Отрывок:
Киттельман: Я еще раз сформулирую вопрос. Когда вводится понятие «концептуализм», возникает впечатление, будто именно в контексте группы решено следовать определенной концепции или по крайней мере стремиться к определенной цели. К какой?

 

Захаров: Скажу сразу - общей выработанной концепции и тем более какой-либо цели нет. Но есть общие понятия и термины. Например: дистанция, скольжение, отстранение, архив, пустое место и пустое действие, исчезновение, уход, колобок и многие другие, которые вошли в книгу, составленную в 1999 году Андреем Монастырским, Термины Московской концептуальной школы. То есть разработана достаточно глубоко сетка общих языковых интересов, отражающих проблемные вопросы современной культуры, а не только современного искусства. Можно также сказать, что интересы московского концептуализма всегда лежат за пределами или на границе социокультурного временнoго континуума. К сожалению, эта важная книга Монастырского, как и многое другое, еще не переведена ни на один язык.

 

Киттельман: Когда смотришь на работы художников этого круга или тех, кто к нему так или иначе относился, то все-таки возникает впечатление, что формирование художественного творчества было связано не только с чисто художественным аспектом, но оно имеет также социально-политический контекст. Культура, о которой ты говоришь, или искусство должны возникнуть в определенном социальном контексте. Какой мне представлять себе художественную сцену в Москве того времени, в самом начале?

Фрагменты наборов данных с разметкой рамками:
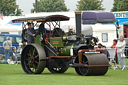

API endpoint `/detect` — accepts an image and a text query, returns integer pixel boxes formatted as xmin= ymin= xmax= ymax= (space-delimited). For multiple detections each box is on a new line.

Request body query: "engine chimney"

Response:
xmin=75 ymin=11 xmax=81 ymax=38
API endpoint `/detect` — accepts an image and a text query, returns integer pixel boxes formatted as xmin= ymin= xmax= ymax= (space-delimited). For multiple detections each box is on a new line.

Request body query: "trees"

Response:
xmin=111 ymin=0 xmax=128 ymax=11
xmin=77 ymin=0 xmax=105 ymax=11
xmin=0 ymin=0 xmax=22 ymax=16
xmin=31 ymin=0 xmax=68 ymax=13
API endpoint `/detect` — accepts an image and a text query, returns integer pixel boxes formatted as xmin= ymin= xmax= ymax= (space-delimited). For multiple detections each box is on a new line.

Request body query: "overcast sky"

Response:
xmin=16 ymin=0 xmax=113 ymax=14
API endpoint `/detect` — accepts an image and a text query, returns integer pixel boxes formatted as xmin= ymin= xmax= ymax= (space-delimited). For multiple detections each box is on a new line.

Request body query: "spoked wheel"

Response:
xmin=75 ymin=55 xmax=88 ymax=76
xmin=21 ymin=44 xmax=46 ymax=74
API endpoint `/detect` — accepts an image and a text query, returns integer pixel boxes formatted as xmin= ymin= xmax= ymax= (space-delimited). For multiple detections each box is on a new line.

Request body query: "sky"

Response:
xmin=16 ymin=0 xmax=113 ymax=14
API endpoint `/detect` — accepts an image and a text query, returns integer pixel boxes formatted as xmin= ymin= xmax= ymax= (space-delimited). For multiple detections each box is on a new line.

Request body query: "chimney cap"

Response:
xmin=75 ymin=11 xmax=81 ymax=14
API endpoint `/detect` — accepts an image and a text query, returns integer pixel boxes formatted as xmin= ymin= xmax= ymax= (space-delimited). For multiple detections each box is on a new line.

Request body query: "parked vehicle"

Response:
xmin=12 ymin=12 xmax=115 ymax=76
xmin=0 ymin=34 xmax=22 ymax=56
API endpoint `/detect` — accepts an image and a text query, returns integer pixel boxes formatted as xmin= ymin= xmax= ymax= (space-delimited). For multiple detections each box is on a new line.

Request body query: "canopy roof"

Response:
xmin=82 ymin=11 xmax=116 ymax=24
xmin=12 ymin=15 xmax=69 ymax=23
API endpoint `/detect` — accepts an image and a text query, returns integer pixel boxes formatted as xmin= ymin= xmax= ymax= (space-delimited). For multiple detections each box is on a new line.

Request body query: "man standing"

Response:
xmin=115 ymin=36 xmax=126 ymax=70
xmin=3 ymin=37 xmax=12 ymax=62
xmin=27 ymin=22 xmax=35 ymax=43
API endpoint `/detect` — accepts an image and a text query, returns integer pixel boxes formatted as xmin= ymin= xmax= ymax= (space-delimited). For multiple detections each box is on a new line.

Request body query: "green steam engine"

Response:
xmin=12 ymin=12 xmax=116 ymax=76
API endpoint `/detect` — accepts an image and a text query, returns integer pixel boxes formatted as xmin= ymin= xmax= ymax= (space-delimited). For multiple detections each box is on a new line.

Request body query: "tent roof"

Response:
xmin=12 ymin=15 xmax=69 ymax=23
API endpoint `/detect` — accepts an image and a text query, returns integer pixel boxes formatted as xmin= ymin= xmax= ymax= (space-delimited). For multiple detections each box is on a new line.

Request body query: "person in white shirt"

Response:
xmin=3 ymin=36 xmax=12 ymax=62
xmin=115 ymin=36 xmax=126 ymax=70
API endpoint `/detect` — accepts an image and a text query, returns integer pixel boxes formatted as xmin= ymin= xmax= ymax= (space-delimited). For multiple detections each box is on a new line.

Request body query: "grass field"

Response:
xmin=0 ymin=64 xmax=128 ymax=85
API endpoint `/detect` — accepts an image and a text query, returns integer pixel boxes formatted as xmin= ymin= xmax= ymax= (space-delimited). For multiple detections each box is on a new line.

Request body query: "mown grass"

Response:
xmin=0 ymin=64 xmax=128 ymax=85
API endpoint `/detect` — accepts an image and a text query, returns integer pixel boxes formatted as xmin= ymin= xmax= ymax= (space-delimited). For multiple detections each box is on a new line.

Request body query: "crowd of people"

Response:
...
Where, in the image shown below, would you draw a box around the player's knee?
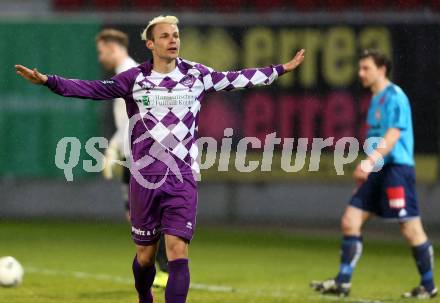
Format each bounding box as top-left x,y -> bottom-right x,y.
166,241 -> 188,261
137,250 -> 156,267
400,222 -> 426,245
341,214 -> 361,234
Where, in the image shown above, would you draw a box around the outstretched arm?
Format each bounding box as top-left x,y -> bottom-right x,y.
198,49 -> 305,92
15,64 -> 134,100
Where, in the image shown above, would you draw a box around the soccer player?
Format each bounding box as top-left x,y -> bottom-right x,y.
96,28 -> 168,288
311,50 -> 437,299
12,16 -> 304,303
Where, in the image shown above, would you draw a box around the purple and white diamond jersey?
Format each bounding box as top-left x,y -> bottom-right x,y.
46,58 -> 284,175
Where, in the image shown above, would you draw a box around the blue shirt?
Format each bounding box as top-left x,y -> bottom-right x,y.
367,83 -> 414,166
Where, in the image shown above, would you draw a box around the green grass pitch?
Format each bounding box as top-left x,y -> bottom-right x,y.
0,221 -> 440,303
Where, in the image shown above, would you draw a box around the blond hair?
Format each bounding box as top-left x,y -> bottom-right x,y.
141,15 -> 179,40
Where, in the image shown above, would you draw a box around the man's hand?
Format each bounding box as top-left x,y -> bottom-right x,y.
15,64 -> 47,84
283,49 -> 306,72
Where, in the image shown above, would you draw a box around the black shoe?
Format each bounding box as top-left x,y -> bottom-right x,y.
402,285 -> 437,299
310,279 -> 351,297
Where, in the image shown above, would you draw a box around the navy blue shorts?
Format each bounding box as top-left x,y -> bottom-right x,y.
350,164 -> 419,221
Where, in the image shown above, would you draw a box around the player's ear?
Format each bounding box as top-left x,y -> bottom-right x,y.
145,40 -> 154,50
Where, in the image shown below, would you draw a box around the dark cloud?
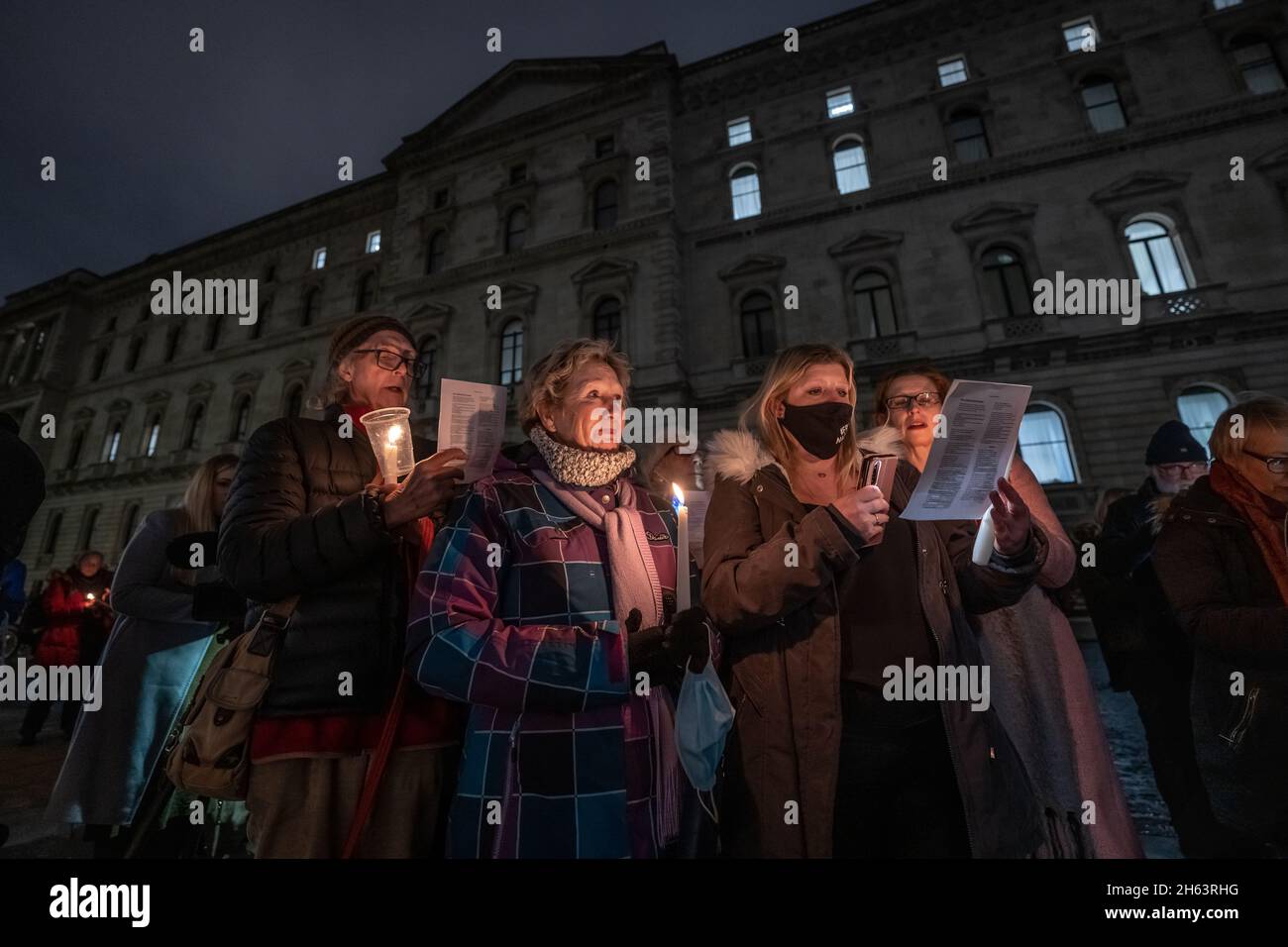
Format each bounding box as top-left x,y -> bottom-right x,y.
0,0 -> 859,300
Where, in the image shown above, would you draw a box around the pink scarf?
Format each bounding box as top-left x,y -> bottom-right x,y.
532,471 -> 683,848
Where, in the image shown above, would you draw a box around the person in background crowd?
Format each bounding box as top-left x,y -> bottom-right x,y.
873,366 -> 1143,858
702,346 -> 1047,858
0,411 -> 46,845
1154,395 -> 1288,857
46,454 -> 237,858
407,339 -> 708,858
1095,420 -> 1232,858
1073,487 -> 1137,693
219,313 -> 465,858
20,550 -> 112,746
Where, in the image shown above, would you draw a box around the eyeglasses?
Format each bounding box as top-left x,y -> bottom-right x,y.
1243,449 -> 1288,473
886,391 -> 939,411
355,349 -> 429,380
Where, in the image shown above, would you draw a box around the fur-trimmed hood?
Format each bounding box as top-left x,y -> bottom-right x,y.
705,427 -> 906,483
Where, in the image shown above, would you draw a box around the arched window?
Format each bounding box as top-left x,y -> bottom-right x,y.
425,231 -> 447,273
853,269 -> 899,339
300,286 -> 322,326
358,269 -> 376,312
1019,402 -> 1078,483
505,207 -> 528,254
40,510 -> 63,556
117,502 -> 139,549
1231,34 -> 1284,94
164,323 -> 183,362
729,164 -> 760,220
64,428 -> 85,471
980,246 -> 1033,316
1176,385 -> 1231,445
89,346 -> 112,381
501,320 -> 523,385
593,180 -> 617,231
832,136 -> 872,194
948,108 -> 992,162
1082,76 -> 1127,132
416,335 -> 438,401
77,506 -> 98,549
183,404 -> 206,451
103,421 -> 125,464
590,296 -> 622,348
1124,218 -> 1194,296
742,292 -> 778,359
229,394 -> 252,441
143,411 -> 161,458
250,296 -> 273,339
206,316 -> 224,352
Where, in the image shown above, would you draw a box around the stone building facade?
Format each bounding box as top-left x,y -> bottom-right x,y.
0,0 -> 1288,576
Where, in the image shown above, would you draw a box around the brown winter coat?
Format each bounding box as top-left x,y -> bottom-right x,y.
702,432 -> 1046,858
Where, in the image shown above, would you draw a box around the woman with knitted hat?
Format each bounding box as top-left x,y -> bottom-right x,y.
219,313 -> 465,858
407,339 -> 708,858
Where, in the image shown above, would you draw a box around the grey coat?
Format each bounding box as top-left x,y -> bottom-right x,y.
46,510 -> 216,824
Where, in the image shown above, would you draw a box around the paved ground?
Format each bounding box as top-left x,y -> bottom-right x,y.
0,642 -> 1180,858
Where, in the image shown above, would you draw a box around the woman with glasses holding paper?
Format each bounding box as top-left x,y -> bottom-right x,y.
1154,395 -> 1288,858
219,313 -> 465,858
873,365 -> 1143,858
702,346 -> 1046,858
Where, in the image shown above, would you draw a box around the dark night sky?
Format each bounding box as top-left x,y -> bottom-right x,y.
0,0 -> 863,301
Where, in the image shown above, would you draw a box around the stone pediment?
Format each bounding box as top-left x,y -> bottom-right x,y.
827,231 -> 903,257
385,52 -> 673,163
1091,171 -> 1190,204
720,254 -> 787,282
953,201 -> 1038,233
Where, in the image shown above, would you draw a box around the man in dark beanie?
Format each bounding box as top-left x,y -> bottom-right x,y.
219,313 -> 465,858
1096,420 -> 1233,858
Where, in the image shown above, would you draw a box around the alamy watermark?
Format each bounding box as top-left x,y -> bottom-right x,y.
* * *
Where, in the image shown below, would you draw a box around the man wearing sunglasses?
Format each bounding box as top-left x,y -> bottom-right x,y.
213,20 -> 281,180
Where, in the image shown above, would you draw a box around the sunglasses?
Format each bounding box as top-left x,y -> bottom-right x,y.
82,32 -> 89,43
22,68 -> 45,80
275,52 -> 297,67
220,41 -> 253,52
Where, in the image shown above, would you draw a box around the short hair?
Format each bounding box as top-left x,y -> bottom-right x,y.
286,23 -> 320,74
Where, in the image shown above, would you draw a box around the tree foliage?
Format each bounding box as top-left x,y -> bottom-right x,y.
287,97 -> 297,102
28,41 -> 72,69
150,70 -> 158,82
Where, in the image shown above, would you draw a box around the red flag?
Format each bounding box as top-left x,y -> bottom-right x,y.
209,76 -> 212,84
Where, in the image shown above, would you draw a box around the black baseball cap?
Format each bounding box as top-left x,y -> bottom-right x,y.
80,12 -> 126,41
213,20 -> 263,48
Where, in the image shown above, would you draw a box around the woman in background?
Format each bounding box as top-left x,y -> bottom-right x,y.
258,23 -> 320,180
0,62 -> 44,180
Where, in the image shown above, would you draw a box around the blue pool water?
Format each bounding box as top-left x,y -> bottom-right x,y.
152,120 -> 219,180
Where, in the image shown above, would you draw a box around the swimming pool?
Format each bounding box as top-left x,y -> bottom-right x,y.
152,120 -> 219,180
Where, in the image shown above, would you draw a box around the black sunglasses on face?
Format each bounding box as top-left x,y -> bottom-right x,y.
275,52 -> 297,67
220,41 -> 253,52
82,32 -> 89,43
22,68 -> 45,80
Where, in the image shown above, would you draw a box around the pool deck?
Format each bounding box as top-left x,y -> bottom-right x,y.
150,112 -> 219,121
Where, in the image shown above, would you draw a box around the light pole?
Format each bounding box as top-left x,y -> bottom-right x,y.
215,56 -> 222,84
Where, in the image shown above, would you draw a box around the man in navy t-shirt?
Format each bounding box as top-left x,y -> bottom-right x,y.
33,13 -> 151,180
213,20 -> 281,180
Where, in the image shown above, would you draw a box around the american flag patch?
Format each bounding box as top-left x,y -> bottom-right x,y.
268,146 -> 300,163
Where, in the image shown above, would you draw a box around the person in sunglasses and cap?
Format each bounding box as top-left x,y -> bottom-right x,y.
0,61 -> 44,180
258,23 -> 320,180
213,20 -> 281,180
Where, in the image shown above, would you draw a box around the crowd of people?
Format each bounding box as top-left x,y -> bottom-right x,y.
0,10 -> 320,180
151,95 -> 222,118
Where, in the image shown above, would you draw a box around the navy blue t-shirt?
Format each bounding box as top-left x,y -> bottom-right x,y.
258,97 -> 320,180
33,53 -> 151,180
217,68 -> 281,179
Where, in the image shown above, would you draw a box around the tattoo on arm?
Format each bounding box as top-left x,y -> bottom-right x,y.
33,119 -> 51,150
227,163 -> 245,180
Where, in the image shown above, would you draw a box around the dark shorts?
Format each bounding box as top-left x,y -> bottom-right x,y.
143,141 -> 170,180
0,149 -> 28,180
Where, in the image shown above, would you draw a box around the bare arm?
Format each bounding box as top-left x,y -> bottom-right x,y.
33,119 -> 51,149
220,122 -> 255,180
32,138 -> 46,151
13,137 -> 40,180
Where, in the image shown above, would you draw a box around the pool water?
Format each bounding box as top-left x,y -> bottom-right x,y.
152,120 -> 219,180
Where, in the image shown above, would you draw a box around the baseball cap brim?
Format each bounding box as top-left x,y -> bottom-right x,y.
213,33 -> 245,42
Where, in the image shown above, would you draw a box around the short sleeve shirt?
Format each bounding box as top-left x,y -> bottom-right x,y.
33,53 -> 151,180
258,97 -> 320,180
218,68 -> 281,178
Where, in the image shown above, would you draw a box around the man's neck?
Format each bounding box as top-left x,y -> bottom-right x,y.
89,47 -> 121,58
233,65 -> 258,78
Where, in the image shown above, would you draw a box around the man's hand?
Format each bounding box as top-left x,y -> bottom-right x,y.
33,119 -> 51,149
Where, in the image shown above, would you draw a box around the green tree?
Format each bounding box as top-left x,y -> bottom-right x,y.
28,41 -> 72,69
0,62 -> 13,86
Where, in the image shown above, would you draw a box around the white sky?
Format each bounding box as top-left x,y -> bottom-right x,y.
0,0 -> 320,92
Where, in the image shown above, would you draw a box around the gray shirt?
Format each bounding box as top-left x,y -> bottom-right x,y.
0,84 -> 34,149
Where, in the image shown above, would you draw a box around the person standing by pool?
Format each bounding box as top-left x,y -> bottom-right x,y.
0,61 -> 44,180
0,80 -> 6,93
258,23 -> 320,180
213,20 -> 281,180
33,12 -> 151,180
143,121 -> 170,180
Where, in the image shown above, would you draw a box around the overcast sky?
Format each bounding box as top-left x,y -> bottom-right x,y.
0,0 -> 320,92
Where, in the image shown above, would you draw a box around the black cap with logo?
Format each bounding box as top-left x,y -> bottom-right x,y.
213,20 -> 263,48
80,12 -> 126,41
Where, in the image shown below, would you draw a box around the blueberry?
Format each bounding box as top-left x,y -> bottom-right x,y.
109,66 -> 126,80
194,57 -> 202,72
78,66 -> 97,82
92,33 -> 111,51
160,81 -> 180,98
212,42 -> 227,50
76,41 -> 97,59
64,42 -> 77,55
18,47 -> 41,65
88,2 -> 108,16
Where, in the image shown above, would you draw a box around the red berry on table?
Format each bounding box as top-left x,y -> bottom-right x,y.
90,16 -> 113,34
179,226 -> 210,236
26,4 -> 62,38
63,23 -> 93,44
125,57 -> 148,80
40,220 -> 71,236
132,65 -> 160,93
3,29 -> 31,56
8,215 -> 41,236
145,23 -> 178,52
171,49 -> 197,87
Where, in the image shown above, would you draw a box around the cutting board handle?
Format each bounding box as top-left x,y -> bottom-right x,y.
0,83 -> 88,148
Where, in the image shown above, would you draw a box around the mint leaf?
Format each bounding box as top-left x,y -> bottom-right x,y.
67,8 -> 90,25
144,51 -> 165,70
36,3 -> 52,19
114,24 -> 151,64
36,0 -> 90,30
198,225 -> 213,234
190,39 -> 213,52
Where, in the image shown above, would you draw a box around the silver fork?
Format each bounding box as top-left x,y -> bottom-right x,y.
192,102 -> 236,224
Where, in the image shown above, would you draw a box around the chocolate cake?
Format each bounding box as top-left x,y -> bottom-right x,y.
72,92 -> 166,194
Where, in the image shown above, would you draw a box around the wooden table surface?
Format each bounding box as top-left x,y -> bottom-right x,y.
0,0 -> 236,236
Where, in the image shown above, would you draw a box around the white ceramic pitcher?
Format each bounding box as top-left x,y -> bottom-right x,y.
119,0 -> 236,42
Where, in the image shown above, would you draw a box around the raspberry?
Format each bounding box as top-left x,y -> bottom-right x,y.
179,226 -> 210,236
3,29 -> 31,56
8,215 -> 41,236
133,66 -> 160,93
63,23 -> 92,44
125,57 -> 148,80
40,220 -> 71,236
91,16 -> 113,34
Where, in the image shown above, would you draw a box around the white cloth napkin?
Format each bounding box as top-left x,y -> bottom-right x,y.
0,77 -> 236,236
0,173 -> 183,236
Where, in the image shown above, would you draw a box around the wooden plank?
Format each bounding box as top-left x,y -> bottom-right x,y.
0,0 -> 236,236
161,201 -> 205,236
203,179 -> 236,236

Что нужно сделать:
**1.** Перепишите из отрывка выше часть от слов «Киттельман: Я еще» до слов «цели. К какой?» без изменений.
**2.** Согласуются ли с отрывком выше утверждения (а), (б) и (в)? На каждое ответьте «да» или «нет» и приведите точную цитату из отрывка, которая это решает.
(а) Захаров говорит, что у группы есть общая выработанная концепция.
(б) Книгу «Термины Московской концептуальной школы» составил Андрей Монастырский в 1999 году.
(в) Эта книга Монастырского уже переведена на другие языки.
**3.** Ответьте коротко по отрывку выше:
(а) Какое понятие, по словам Киттельмана, создает впечатление, будто группа решила следовать определенной концепции?
(б) Какие вопросы, по словам Захарова, отражает сетка общих языковых интересов?
(в) Какую художественную сцену Киттельман просит помочь ему себе представить?

Ответы к заданиям:
**1.**
Киттельман: Я еще раз сформулирую вопрос. Когда вводится понятие «концептуализм», возникает впечатление, будто именно в контексте группы решено следовать определенной концепции или по крайней мере стремиться к определенной цели. К какой?

**2.**
(а) Нет: «общей выработанной концепции и тем более какой-либо цели нет».
(б) Да: «которые вошли в книгу, составленную в 1999 году Андреем Монастырским, Термины Московской концептуальной школы».
(в) Нет: «еще не переведена ни на один язык».

**3.**
(а) Понятие «концептуализм».
(б) Проблемные вопросы современной культуры, а не только современного искусства.
(в) Художественную сцену в Москве того времени, в самом начале.